> _RECORDS SUPPLIED_:
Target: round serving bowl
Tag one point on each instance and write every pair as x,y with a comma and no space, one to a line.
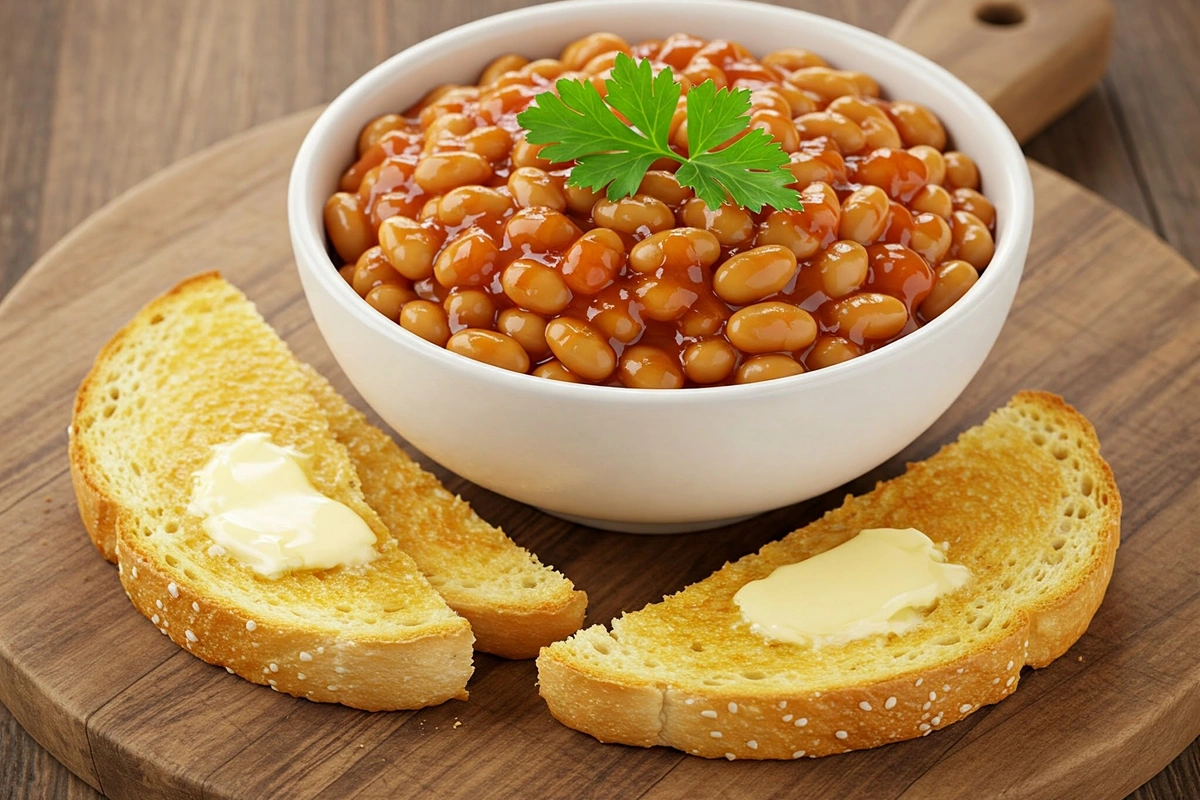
640,459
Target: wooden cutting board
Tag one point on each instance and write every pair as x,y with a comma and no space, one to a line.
1107,316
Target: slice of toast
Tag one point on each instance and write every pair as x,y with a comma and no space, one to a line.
514,603
199,367
1024,500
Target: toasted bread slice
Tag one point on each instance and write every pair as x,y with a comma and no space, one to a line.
514,603
1024,500
199,367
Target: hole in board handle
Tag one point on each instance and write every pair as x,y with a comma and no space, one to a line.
1001,14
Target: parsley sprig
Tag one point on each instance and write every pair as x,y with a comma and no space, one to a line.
580,125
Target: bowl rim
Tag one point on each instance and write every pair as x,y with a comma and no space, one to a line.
310,246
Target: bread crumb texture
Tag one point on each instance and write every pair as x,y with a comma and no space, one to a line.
1024,500
199,367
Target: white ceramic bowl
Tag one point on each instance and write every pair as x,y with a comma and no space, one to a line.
641,459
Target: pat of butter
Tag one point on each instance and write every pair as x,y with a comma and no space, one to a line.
879,582
259,506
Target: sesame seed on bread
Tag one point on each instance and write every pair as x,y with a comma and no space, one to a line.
1025,500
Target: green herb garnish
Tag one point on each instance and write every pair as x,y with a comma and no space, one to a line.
580,125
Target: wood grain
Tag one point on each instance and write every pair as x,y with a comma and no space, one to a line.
77,77
1030,60
145,719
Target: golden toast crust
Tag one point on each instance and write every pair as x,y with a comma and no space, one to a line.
424,663
745,711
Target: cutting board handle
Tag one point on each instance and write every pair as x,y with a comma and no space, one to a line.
1031,59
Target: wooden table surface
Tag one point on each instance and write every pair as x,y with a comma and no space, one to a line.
97,95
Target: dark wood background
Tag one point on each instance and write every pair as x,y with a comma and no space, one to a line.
97,95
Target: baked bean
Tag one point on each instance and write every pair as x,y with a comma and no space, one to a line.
490,347
731,226
393,204
490,142
377,128
663,299
754,275
427,319
953,281
933,199
535,287
389,298
467,204
409,246
930,238
451,222
430,209
532,187
868,316
676,250
791,59
593,260
371,270
545,70
779,127
864,215
960,170
721,50
709,361
467,260
843,266
917,125
499,66
897,172
540,230
448,126
706,317
347,226
828,350
767,367
972,240
771,326
845,133
580,199
935,164
581,348
701,70
898,271
967,199
798,101
865,83
665,186
526,155
640,214
600,65
469,308
555,371
877,128
825,83
616,322
771,100
648,367
527,328
582,50
789,229
678,49
439,173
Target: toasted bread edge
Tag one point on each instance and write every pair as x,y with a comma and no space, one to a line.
647,714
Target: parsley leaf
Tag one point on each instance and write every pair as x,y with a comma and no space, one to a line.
580,125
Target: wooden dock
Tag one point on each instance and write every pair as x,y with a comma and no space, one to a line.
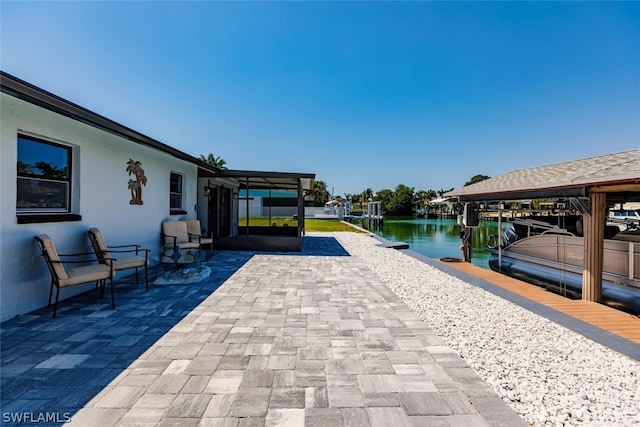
617,322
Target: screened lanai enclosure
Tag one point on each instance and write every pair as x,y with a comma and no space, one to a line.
270,210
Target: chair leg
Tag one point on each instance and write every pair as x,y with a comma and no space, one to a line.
113,300
50,293
55,307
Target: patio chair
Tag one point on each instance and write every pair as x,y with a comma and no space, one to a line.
137,256
62,277
175,236
195,233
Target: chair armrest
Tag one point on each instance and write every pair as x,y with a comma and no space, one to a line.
78,254
175,240
83,261
120,251
191,236
124,246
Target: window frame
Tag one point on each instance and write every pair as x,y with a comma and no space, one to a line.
36,214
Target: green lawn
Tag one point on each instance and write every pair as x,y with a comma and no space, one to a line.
329,225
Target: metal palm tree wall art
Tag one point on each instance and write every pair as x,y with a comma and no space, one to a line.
135,168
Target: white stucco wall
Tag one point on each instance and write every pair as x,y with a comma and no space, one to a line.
101,183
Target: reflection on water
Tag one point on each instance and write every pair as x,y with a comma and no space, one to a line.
439,238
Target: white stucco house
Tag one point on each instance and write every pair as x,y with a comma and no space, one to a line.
64,169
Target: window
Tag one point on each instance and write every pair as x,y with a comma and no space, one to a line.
175,192
44,176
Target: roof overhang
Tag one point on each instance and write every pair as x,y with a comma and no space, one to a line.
34,95
616,174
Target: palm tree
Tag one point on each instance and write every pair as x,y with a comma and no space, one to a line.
135,168
319,193
218,162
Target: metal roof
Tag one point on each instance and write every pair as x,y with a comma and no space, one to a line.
567,179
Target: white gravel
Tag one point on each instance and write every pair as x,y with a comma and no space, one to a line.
549,374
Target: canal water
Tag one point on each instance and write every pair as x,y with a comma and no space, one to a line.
439,238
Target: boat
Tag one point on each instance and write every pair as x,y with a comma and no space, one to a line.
549,252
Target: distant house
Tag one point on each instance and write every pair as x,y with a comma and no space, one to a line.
65,169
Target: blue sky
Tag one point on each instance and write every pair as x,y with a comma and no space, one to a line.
363,94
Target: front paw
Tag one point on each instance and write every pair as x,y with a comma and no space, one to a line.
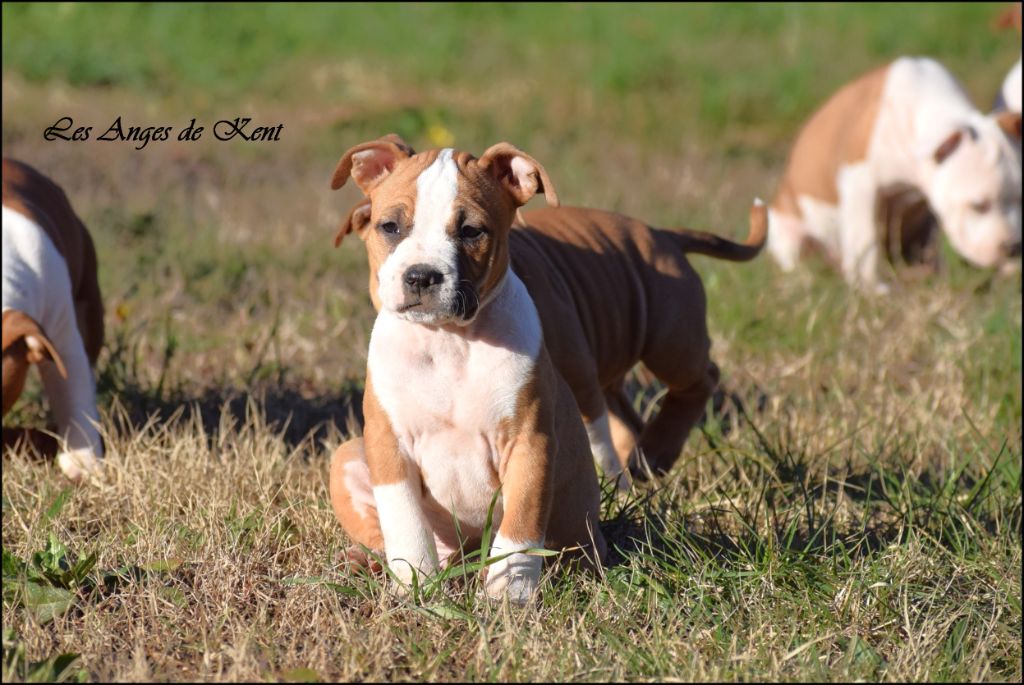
515,576
80,465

> _TASK STATEMENT_: Return all the data exactly, pictures omitted.

> _ANSWER FOR THIS EXERCISE_:
Target: round serving bowl
Tag one point on each instance and write every pair as x,y with a comma and no space, one to a line.
640,459
Target: wooden cutting board
Tag one point on each instance and write every pair as x,y with a comma and no space, one to a line.
1107,316
Target: slice of toast
Tag one point on each instance and write every pair as x,y with a comma and no space, one to a line.
514,603
199,367
1024,500
Target: toasted bread slice
Tag one point on each instance and write every pair as x,y with a comma and no space, one to a line.
514,603
1024,500
199,367
Target: hole in board handle
Tag one point on each instance and write every pair as x,y with a comma and no space, one to a line.
1001,14
Target: parsley sprig
Tag one point on each instance and write every pair as x,y with a comma and no space, one to a line.
580,125
Target: bowl rim
Tag one point on each instance and write every pair as x,y with a comma and no space, one to a line.
310,246
Target: bread crumb texture
Tag one point on each instance and write every pair as x,y with a comma and no space, one to a line.
1024,500
199,367
Target: white ceramic bowl
Tag one point on each instance and write every pair as x,y with a comma and no space, one to a line.
641,459
Target: pat of butter
Tag one point on each instance and write every pair as x,y with a comma and no space, one to a line.
879,582
259,506
Target: sesame seed on bread
Tag one point on each instance and write every pair as x,y with a comma and no space, one to a line.
1025,500
Target: green herb garnish
Tag one point on each instance and write every pair as x,y with a comma and no space, one to a line.
580,125
Target: wood grain
Tag one point on each instance and write every pair as x,y with a comma and no space, one to a line.
77,77
1030,60
145,719
Target: golden toast crust
Tag one point on each instance and write every pair as x,y with a comma and no space, one to a line.
424,663
745,711
Target: cutting board handle
Tag one point on each instance and write every pair as x,y with a comma and no space, one to a line.
1031,59
Target: wooden table surface
Tag one point on each instance and write every pair as x,y with a comma and no space, one to a line.
97,95
Target: dark wood background
Tag one point on each instance and write every pair as x,y with a comma and no space, one to a line.
97,95
Target: baked bean
Tag one point on each instance and write every pair as x,y with a comma and no space, one to a line.
490,347
731,226
393,204
490,142
377,128
663,299
754,275
427,319
953,281
933,199
535,287
389,298
467,204
409,246
930,238
451,222
430,209
532,187
868,316
676,250
791,59
593,260
371,270
545,70
779,127
864,215
960,170
721,50
709,361
467,260
843,266
917,125
499,66
897,172
540,230
448,126
706,317
347,226
828,350
767,367
972,240
771,326
845,133
580,199
935,164
581,348
701,70
898,271
967,199
798,101
865,83
665,186
526,155
640,214
600,65
469,308
555,371
877,128
825,83
616,322
771,100
648,367
527,328
582,50
789,229
678,49
439,173
Target: toasted bread edge
Tag one point on each instance and write every pair as x,y with a comma and no space, one to a line.
647,714
Target: parsley leaf
Tag one point on each instance and write every pair as x,y with a comma and no space, one to a line.
580,125
Target: wooden dock
Tag one point on each instance and write every pair as x,y with a comma and no space, one to a line.
617,322
Target: screened lanai enclosure
Tag one point on each instance and write every pair as x,y with a comma and no space, one to a line.
270,210
Target: chair leg
Tag one point on each instance and write every pair as x,y with a comma and no space, one to a line.
113,300
50,293
55,307
Target: patio chair
Tag one point on each instance and write every pair as x,y with a comma and no space, one to a line.
137,256
62,277
175,236
195,233
Target: chair armrest
Tag one point on each instance and write every pair as x,y with a comma and no space, one to a line.
78,254
175,240
83,261
120,251
191,236
124,246
Target: window frame
Tag one point on each instance and write every pair as x,y with a comma and no space, one to a line.
36,214
Target: green lawn
Tag one point on each instance and write every pair as x,y with a comma and no space, one to a line.
329,225
Target: metal palm tree wall art
Tag one point on each instance and write every pair as x,y with a comma and no space, one to a line.
135,168
Target: white stucco wall
Tag one point on each instance and write every pair as x,y with a comma and no space, one to a line.
101,183
Target: reflection on water
Tag one point on each instance and write every pair as x,y with a comma and no space, one to a line.
439,238
Target: white stucco house
Tag one point on each instance and write every pair as x,y with a comma and no space, one to a line.
64,169
Target: window
Tag one point on each instance and write every pair as x,y with a comma and no space, one to a line.
175,192
44,176
Target: roof overhang
Tag one point on each instance and write every pair as x,y with a comma and no space, one to a line.
34,95
616,174
Target: palm tree
Tag one point on each instance and write every pair as x,y with a comma and no space, one to a line.
135,168
319,193
218,162
Target: metal roof
Tag one point on each instance and write every pair as x,y with a comma and no space, one to a line.
567,179
Target: white gravel
Tag one point on each instance and write every pair as x,y with a comma and no space, one to a line.
549,374
Target: canal water
Tag one point on each instance and write every pair as x,y with a comma and no space, one to a line.
439,238
Target: boat
Tag one point on each instance and write every pair as x,y with a comma and no space, one to a line.
549,252
Target: distant house
Tag one point on each instance and write every pair as x,y with a comma and no space, one to a line.
65,169
Target: blue sky
Tag one point on each instance and write every pair as x,y with a comma and no space, one to a line.
363,94
Target: front paw
Tag one point on each instance and write every pair as x,y with a comma and no space, one to a line.
515,576
80,465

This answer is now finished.